-- Reading text --
* * * * * * * * *
SOMETIMES IT CAN SEEM as if highly narcissistic people possess such extraordinary manipulation skills that they appear to bend reality to their will. In many cases, survivors of narcissistic abuse are left reeling as the perpetrator blithely revises the fact of their aggression, twisting the truth into a narrative that bears no semblance to what actually transpired.

This is because narcissists have mastered a tactical maneuver that effectively grooms individuals and, indeed, entire social groups by controlling their perception of events.

The name of this strategy is DARVO.

What is DARVO?

DARVO is an acronym for Deny, Attack, Reverse, Victim and Offender. It is a defense mechanism used by manipulators to evade accountability for the abuse they inflict on others. It is a blame-shifting tactic used for gaslighting in the context of emotional abuse.

The term was first presented in a 1997 article by Jennifer J. Freyd, Ph.D., Professor of Psychology at the University of Oregon and founder of the Center for Institutional Courage.

According to Dr. Freyd, “The perpetrator or offender may Deny the behavior, Attack the individual doing the confronting, and Reverse the roles of Victim and Offender such that the perpetrator assumes the victim role and turns the true victim – or the whistleblower – into an alleged offender.”

Denial is used by the abuser and bystanders in their clique. It usually sounds like:

  • I didn’t do anything, but if I did, it wasn’t that bad.
  • It never happened, but if it did, it wasn’t that bad.

At the local level, this strategy is common among perpetrators of sexual offenses, psycho-emotional abuse, and domestic abuse. DARVO is a regular feature of coercive and controlling behavior.

At the structural level, Dr. Freyd refers to this tactic as institutional DARVO.

Who gets targeted for DARVO?

For DARVO to occur a power imbalance must exist. It is most effective when the abuser has more social capital than the survivor.

If the abuser is a member of a dominant group and the survivor is a member of a disenfranchised group, generally the survivor is less likely to be believed.

People who are likely candidates for DARVO are:

  • Survivors who confront their abuser.
  • Whistleblowers.
  • Socially vulnerable individuals or groups, e.g. women are more likely to be targeted for DARVO than men.

What is the purpose of DARVO?

The DARVO tactic serves many purposes.

  • DARVO is a smokescreen used by narcissists, psychopaths or other manipulators to conceal the truth of their behavior.
  • DARVO enables the narcissist, psychopath or other manipulator to control how others perceive the target and the conflict.
  • DARVO often stuns the targeted person into confusion and silence.

Thus, the abuser is able to craft a scapegoat story which is used to cultivate biases against the target and rally bystanders to their cause.
* * * * * * * * *
-- Set of tasks --
1. Edit the listing from the line containing "What to detect: domed tower" through the end of the listing, replacing "one per line" with "each on its own line" and keeping every other character unchanged.
2. Resume the text on the DARVO manipulation tactic after its last sentence.
* * * * * * * * *
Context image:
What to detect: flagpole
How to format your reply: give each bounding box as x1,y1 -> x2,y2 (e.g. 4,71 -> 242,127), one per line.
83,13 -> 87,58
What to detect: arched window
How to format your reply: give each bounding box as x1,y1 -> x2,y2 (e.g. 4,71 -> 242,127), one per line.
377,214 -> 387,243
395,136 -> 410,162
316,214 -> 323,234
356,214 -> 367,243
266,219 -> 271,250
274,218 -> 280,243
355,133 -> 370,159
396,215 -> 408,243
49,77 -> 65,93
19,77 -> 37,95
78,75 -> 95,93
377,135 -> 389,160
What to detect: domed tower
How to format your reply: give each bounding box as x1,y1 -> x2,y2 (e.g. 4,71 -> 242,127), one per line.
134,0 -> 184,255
* * * * * * * * *
-- Task-by-task outputs --
1.
What to detect: domed tower
How to format your reply: give each bounding box as x1,y1 -> x2,y2 (e.g. 4,71 -> 242,127), each on its own line.
134,0 -> 184,255

2.
“This occurs, for instance, when an actually guilty perpetrator assumes the role of ‘falsely accused’ and attacks the accuser’s credibility and blames the accuser of being the perpetrator of a false accusation,” explains Dr. Freyd.

In a DARVO climate, no amount of evidence will suffice as proof of the abuser’s transgressions. The target will not be believed within a social circle that has been groomed by a narcissist, psychopath or other manipulator. On the contrary, the target will be subjected to a terrifying campaign of victim-blaming by the group.

Once the abuser has successfully secured the bystanders’ support and conditioned them to perceive the survivor as the perpetrator, the clique collectively subjects the survivor to the merciless process of scapegoating.

If the survivor lives through it, they are usually driven into isolation and social death. Other outcomes can include homicide or death by self-annihilation. The narcissist, psychopath or manipulator’s endgame is the complete destruction of the target.

DARVO as a collective grooming tactic

The cognitive distortions created by DARVO cultivate an ecosystem of moral corruption. Members of the peer group are encouraged by the narcissist to engage in polarized or black and white thinking.

The group’s empathy for the narcissist is weaponized and used to encourage negative biases about the recipient of the abuse. Narcissists, psychopaths and other manipulators do this in order to ensure that members of the dominant clique become indifferent and callous about the betrayal of the survivor.

The desensitization of the group opens the door to the objectification of the targeted individual and once this is accomplished every kind of violence becomes acceptable.

Examples of this can be seen in manifestations of anti-semitism, racism, sexism and homophobia.

Why do bystanders participate in collective betrayal?

According to Dr. Freyd betrayal blindness is a survival mechanism that arises “when awareness would threaten necessary relationships.” 

In other words, bystanders yield to betrayal blindness in the interest of looking out for themselves and to avoid the loss or pain they might risk if they sympathized with the target.

They assign more value to their relationship with the abuser so it follows that it’s in their best interest to empathize with the narcissist not with the survivor.

In fact, in many cases bystanders may stand to gain more social capital if they lend their support to the narcissist. So it is usually a combination of greed for gain and an instinct for self-preservation that eclipses any ethical or moral considerations in the bystander.

In other words, members of the clique adapt to conflict within the group by “turning a blind eye,” to the harmful behaviors of the narcissist.

The longterm effects of DARVO on survivors

Many survivors feel psychologically obliterated by the trauma of experiencing DARVO. It can have disastrous consequences for the survivor’s mental health. For example, it can cause severe anxiety, panic, depression, and post-traumatic stress which, in turn, can adversely impact the survivor’s physical wellbeing.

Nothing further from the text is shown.